▶ [Short task 1]
In the passage on Aladdin Records, what was the company originally called before it changed its name?
▶ [Short task 2]
Print the passage on Aladdin Records from "Aladdin's first album" up to and including "Blue Note Records.".

▶ [Excerpt to read]

Start

Aladdin Records was a record company and label founded in Los Angeles in 1945 by brothers Eddie and Leo Mesner. It was originally called Philo Records before changing its name in 1946.

Aladdin was known for jazz, rhythm and blues, and rock music. Some of these were issued on the company's short-lived Jazz: West imprint. Aladdin Records launched several subsidiary labels such as Score (1948), Intro (1950), 7-11 (1952), Ultra (1955), Jazz: West (1955), and Lamp (1956). In addition to Los Angeles, many Aladdin recordings were produced by Cosimo Matassa in New Orleans.

Aladdin's first album was by Lester Young. Other musicians on the roster included Ernie Andrews, Charles Brown, Thurston Harris, Maxwell Davis, Al Hibbler,  Billie Holiday, Lynn Hope, Jimmy Liggins, Lightnin' Hopkins, Red Nelson ("Mother Fuyer"), and Illinois Jacquet. In 1961, Aladdin was sold to Imperial Records, which was acquired by Liberty Records. Capitol bought Liberty in 1969, and reissues appeared on Blue Note Records.

End

▶ [Information provided]

Start

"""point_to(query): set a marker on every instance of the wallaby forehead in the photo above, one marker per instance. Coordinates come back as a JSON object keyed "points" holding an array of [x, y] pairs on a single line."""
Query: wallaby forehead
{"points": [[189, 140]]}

End

▶ [Output 1]
Philo Records

▶ [Output 2]
Aladdin's first album was by Lester Young. Other musicians on the roster included Ernie Andrews, Charles Brown, Thurston Harris, Maxwell Davis, Al Hibbler,  Billie Holiday, Lynn Hope, Jimmy Liggins, Lightnin' Hopkins, Red Nelson ("Mother Fuyer"), and Illinois Jacquet. In 1961, Aladdin was sold to Imperial Records, which was acquired by Liberty Records. Capitol bought Liberty in 1969, and reissues appeared on Blue Note Records.